Direction: Continue the film festival blog entries from where they stop.

Text segment:

::::::::::

5 down, 3 to go. last night’s movie was…different, without a doubt.

  • François Ozon’s movie 8 femmes is, as Piers Handling says, “a giant chocolate cake of a movie.” a mystery, a comedy, an absurdist crime thriller, even a musical. catherine deneuve showed up for a standing ovation and then watched the audience swing from laughter to mild confusion. i think the movie lost a few people who like their movies a little more formulaic, but most seemed impressed. as for me, i liked it, even though i usually detest musicals. the movie never took itself seriously enough for the music to seem overbearing; instead, it was quirky like your weirder friends. not for everyone, but most peope seemed to enjoy it. i believe i’ll put it in third place. the rankings, in case anyone’s interested, are as follows:
    1. laurel canyon
    2. the emperor’s club
    3. 8 femmes
    4. talk to her
    5. adolphe (in this case, the gap between #4 and #5 is like the distance between “good” and “pig-nasty”)

tiff v3.0

now that’s more like it.

  • the emperor’s club, starring kevin kline, was a far sight better than the carnage we’d witnessed the night before. in the same vein as dead poets society, but shown from the teacher’s point of view, it was a showcase for kline – who was in the audience – and the man rarely goes wrong, so the crowd loved it. i’m ranking it #2, right behind laurel canyon and ahead of talk to her. i refuse to even include adolphe in my rankings. ptoo!

tiff, part ii

yecch. you know, i’m not one of those guys who dismisses french films out of hand. i like a good character-driven period drama as much as anyone, but after last night, two of my four most hated films in memory have been french.

::::::::::

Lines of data
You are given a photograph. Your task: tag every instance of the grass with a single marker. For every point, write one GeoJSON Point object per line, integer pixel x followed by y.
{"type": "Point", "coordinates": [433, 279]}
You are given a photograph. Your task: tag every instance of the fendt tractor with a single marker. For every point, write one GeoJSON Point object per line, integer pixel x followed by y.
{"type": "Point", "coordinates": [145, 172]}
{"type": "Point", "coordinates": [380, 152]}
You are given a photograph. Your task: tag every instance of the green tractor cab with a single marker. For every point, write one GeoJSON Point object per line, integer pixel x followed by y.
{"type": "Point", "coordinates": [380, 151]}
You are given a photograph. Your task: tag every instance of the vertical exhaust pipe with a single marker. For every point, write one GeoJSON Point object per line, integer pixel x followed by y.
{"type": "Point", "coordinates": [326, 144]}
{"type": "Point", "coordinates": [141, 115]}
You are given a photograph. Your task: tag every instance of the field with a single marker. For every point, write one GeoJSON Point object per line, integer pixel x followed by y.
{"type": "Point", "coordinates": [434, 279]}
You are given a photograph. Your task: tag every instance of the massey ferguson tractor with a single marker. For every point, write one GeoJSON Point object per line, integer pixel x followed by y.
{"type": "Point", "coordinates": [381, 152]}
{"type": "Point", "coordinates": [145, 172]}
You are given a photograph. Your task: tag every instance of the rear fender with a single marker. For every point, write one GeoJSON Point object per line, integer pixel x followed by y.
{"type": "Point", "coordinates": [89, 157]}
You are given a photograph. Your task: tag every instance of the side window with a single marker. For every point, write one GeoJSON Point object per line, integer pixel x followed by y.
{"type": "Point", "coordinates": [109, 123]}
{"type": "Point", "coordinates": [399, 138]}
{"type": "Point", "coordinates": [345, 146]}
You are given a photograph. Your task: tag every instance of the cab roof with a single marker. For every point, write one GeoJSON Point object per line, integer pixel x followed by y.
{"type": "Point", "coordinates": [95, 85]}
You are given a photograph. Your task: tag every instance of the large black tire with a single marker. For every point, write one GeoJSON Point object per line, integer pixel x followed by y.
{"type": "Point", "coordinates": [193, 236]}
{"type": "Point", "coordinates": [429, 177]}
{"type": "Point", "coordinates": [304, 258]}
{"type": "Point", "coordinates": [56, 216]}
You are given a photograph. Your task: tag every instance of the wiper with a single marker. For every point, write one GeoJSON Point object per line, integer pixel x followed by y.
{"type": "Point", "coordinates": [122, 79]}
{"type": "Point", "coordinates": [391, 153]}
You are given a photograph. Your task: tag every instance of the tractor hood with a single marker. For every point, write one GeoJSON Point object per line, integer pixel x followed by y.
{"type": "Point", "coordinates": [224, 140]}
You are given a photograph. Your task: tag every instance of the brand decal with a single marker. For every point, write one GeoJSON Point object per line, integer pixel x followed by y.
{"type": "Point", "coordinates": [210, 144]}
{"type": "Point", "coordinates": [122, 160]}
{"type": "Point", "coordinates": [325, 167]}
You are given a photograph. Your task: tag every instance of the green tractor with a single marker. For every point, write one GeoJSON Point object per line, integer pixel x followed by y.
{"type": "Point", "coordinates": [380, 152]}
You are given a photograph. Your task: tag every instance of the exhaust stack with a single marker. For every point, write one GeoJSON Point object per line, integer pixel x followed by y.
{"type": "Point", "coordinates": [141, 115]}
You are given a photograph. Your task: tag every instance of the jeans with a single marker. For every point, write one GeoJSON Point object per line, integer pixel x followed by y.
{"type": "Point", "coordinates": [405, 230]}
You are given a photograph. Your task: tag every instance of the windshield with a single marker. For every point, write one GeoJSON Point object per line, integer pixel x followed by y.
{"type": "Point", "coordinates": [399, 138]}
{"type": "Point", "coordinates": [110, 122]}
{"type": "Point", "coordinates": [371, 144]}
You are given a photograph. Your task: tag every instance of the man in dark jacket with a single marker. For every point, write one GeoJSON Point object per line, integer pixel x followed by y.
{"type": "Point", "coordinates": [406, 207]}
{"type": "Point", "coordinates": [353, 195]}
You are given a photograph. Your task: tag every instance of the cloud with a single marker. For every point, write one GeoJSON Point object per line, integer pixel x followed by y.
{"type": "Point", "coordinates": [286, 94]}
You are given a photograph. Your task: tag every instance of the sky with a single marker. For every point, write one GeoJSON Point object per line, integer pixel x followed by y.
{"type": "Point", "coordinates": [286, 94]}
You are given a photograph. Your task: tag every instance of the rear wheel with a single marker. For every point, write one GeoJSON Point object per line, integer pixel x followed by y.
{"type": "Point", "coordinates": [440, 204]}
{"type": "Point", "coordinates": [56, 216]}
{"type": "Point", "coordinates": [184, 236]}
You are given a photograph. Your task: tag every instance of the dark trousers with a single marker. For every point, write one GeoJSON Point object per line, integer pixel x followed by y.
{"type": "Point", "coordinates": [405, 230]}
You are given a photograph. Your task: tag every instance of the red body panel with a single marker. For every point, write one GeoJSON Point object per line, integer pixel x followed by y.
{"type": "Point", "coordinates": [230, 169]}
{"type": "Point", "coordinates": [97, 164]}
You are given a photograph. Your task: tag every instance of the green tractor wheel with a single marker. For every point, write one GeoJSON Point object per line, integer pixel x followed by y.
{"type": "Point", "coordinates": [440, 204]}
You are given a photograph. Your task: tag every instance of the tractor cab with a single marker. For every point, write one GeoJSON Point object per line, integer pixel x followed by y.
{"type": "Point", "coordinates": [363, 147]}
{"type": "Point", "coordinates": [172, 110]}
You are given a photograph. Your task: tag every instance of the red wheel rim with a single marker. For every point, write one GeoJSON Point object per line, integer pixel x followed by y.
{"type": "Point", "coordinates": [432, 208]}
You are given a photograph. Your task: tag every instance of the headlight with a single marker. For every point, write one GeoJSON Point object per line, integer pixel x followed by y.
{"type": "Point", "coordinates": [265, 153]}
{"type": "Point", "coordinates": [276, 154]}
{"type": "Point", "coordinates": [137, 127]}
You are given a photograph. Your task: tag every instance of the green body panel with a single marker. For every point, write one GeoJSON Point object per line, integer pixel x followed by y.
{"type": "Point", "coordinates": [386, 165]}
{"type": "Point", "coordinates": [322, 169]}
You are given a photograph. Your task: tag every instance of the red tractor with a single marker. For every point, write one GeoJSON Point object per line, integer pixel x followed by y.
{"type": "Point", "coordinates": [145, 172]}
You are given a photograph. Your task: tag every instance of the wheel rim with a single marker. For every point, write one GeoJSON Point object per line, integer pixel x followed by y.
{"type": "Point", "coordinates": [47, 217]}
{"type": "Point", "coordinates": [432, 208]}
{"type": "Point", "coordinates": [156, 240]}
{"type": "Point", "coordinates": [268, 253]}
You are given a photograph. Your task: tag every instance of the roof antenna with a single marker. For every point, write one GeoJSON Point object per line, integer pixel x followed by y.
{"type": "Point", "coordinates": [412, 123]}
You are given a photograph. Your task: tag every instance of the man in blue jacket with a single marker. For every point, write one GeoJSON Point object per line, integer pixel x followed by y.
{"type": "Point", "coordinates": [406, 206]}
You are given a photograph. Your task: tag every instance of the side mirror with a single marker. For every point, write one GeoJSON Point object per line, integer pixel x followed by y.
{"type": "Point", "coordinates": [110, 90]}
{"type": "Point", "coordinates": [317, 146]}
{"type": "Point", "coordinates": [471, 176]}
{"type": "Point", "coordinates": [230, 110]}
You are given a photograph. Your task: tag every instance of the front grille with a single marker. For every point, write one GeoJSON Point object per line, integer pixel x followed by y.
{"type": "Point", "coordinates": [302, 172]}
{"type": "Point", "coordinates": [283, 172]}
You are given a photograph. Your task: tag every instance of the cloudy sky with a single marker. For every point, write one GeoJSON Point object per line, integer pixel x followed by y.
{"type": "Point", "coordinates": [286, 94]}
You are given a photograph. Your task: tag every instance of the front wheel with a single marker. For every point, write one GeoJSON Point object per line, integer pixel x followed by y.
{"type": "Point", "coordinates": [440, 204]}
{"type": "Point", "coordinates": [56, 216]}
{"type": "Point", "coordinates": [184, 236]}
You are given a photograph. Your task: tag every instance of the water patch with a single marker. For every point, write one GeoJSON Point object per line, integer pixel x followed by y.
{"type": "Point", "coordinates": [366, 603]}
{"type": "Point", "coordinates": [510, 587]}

::::::::::

Final result:
  • adolphe was shite, in my opinion. i felt absolutely nothing for the characters, not even annoyance or loathing – they were simply not interesting or well-drawn. and in a character-driven movie, that’s death. had this been a regular movie theatre, i’d have left. too bad, really. i was hoping it would surprise me.

the toronto international film festival

it’s on! seen two movies thus far:

  • talk to her, the new film from pedro almodovar. i hadn’t really watched much more than pieces of almodovar’s earlier films, but i was impressed with this one. bizarre at times (where did he find that prop?), uncomfortable at others, funny throughout. really, really good.
  • laurel canyon, lisa cholodenko’s newest. i’d seen high art, and liked it more each itme i watched it, but this one was – to my mind – so much better. a lot of the same elements throughout…two vastly different groups of people interact awkwardly, one member of the meek party is drawn into the bohemian party, etc. what made this even better than high art were the performances of frances mcdormand and alessandro nivola (both of whom were there last night). kate beckinsdale surprised me too, i’d sort of written her off as a loss after pearl harbor. i continue to love natascha mcelhone. i continue to hate christian bale.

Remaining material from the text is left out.